» **To be done**: Please copy exactly the lines that begin with the one containing "Where can the red and white flag" and end with the last line of the entries.

» **Data supplied**:
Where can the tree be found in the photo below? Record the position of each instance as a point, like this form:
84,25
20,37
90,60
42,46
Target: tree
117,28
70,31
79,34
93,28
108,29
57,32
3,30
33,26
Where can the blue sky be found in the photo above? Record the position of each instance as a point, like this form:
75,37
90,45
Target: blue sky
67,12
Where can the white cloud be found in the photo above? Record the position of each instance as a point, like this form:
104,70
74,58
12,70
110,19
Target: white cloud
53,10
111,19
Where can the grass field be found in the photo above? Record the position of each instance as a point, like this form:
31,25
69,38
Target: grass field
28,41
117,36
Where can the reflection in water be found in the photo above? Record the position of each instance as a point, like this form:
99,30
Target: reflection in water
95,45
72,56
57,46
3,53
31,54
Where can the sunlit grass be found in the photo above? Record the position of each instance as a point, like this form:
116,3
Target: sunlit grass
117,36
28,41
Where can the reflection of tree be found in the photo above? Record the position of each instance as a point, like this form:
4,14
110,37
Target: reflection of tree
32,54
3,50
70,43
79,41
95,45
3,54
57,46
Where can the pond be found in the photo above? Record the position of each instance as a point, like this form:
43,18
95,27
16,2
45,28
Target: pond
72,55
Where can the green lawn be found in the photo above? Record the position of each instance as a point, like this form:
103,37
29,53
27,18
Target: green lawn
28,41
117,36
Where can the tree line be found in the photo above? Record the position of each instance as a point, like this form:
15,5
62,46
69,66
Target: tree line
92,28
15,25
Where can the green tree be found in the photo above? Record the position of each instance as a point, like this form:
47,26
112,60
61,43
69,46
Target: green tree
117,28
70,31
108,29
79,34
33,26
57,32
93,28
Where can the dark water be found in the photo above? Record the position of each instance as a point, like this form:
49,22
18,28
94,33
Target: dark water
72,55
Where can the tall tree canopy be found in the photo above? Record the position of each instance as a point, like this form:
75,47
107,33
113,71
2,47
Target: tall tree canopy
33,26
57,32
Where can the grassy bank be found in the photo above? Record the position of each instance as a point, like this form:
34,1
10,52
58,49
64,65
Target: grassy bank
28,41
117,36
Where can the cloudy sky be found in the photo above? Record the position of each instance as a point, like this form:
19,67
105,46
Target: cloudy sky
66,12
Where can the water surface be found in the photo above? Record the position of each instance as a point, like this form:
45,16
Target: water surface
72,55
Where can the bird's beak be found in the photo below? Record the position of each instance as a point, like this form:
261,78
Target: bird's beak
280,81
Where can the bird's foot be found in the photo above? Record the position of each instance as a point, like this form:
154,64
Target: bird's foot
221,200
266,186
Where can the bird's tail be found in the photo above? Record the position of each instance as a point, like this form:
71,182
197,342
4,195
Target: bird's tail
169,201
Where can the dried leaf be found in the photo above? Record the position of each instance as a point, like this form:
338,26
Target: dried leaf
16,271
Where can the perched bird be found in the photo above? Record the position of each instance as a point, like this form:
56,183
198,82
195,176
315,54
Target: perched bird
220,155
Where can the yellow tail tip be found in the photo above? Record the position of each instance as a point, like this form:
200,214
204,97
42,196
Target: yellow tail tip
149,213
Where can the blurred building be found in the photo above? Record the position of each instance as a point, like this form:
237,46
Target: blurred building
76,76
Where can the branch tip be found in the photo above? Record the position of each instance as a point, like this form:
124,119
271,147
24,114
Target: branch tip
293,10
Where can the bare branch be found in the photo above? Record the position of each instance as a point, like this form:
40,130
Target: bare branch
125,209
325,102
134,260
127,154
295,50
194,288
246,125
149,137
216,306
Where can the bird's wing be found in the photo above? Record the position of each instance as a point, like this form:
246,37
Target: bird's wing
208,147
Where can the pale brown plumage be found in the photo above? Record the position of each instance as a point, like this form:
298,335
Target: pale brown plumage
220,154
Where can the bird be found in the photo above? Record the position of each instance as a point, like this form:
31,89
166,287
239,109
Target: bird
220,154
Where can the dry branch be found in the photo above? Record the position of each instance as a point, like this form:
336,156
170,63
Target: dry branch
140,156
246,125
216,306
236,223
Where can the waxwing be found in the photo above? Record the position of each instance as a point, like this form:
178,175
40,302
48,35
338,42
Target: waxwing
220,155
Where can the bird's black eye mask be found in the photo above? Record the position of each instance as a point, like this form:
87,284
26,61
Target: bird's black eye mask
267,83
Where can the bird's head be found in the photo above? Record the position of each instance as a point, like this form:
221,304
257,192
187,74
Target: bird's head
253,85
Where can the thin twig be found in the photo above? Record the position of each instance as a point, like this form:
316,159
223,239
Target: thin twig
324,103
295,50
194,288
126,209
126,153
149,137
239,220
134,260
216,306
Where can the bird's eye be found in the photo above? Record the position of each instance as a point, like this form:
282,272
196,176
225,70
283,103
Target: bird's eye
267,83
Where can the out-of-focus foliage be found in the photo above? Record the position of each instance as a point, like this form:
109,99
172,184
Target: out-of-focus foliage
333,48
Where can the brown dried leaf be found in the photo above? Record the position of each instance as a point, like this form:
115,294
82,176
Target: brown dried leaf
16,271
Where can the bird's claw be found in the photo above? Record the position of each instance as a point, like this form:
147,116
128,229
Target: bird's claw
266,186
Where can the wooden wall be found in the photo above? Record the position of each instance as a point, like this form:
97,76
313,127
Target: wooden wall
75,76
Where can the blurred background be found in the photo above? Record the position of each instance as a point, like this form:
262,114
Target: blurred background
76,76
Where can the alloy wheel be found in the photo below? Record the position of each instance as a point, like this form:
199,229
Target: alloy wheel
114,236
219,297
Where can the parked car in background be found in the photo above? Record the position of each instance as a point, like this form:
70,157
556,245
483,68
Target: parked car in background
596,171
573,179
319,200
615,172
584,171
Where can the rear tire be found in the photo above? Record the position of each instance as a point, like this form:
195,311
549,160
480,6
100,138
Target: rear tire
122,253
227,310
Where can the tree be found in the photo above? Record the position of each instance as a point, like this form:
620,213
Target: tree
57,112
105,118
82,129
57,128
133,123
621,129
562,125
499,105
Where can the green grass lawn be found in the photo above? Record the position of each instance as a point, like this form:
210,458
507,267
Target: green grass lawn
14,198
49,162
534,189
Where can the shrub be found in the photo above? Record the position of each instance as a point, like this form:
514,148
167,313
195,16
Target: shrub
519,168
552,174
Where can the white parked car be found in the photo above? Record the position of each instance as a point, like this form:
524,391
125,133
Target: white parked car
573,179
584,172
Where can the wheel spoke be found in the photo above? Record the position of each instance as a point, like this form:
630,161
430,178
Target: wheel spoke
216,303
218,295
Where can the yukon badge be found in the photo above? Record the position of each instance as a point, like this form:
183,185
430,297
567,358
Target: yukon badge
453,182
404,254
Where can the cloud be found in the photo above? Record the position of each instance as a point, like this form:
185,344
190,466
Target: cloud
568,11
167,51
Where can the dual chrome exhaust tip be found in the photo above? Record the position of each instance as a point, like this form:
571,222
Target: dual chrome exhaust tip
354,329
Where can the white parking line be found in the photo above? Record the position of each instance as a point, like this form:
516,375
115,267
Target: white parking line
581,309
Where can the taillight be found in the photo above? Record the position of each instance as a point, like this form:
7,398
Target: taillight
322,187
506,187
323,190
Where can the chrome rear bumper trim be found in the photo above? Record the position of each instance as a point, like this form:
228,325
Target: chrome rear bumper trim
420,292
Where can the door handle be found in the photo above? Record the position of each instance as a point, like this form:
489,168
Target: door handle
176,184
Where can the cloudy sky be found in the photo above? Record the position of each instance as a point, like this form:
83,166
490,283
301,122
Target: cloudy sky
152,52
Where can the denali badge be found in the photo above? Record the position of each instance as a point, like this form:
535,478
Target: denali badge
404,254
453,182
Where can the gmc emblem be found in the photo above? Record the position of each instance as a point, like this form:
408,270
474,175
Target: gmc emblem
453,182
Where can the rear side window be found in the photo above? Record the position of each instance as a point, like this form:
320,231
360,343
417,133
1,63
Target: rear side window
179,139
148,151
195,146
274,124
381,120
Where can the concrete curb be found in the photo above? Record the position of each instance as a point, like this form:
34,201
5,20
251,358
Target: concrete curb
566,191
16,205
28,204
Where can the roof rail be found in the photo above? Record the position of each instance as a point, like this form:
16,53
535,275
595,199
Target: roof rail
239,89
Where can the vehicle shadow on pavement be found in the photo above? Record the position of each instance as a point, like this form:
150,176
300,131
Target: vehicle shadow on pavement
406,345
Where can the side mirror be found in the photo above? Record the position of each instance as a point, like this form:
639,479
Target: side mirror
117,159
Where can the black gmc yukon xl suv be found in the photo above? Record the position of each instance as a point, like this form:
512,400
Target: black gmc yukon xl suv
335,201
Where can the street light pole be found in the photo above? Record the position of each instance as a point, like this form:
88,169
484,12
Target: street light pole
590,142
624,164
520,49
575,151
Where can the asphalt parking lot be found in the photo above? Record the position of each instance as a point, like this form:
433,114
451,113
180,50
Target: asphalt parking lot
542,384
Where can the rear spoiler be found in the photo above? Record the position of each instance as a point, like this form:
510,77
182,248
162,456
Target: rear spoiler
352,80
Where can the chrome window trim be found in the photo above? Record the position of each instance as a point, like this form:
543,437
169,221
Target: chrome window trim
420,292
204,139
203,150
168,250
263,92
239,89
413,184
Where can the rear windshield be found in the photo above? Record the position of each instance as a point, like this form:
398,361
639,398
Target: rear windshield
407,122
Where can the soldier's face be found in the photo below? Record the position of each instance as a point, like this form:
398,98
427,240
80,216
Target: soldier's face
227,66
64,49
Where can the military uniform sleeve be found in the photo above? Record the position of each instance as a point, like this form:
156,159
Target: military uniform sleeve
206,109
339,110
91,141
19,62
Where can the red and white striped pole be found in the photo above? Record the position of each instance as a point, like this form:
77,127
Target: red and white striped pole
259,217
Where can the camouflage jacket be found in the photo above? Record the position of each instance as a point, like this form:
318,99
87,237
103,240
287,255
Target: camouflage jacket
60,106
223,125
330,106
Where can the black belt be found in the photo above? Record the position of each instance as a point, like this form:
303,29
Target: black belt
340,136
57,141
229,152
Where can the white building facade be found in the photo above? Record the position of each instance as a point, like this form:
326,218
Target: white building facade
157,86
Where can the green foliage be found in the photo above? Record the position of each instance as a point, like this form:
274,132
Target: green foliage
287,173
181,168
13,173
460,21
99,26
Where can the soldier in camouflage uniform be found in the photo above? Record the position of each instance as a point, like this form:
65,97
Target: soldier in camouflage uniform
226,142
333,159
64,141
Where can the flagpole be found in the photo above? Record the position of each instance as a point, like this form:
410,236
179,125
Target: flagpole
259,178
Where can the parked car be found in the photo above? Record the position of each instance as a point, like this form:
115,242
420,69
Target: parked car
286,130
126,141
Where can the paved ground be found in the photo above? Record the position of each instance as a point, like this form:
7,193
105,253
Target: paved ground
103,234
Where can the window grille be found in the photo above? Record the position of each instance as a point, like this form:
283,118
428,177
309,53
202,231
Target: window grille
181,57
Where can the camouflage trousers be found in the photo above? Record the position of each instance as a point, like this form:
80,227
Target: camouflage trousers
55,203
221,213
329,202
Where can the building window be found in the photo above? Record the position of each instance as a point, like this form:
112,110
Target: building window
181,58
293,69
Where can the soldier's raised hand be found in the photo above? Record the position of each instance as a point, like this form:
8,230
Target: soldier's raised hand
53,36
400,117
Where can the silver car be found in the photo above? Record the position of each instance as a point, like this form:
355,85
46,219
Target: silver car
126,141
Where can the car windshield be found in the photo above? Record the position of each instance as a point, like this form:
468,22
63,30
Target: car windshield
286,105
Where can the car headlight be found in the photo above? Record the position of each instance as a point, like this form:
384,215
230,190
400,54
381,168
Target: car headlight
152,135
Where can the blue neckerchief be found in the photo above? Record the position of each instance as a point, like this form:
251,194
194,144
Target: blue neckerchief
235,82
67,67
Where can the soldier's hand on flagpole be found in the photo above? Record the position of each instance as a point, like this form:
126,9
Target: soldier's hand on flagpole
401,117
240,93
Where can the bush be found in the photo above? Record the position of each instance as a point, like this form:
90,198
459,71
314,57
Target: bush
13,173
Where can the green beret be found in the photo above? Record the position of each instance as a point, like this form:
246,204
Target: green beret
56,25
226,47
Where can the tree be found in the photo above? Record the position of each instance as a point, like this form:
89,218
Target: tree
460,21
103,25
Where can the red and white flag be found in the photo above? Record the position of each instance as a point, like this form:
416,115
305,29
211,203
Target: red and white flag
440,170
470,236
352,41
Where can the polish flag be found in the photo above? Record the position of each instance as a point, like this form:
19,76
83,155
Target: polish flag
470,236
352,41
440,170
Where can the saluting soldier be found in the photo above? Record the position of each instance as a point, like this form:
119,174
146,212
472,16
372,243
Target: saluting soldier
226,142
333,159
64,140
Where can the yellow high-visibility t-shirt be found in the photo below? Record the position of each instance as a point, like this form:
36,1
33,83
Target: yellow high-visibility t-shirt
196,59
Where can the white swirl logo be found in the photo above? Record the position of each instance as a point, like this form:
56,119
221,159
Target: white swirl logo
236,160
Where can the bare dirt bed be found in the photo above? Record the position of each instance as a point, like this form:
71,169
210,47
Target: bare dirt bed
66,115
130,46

» **Exercise result**:
Where can the red and white flag be found in the photo above? Record the position of each instance as a point, like this form:
416,115
305,29
211,203
Target: red and white flag
440,170
470,236
352,41
Where can the polish flag be found in the photo above? Record the position of each instance as a point, like this form:
19,76
83,155
Target: polish flag
470,236
352,41
440,170
Where can the saluting soldier be found in the photo above? Record the position of each instance as a point, like this form:
119,174
146,212
472,16
372,243
Target: saluting soldier
226,142
333,159
64,140
Where can the yellow high-visibility t-shirt be found in the photo below? Record the position of each instance as a point, like this form:
36,1
33,83
Target: yellow high-visibility t-shirt
196,59
Where can the white swirl logo be found in the photo above? Record the position of each instance as a point, like this form:
56,119
221,159
Target: white swirl logo
236,160
Where can the bare dirt bed be found in the photo above? Record the position of each instance as a point, like this form:
71,169
210,47
Target: bare dirt bed
66,115
130,46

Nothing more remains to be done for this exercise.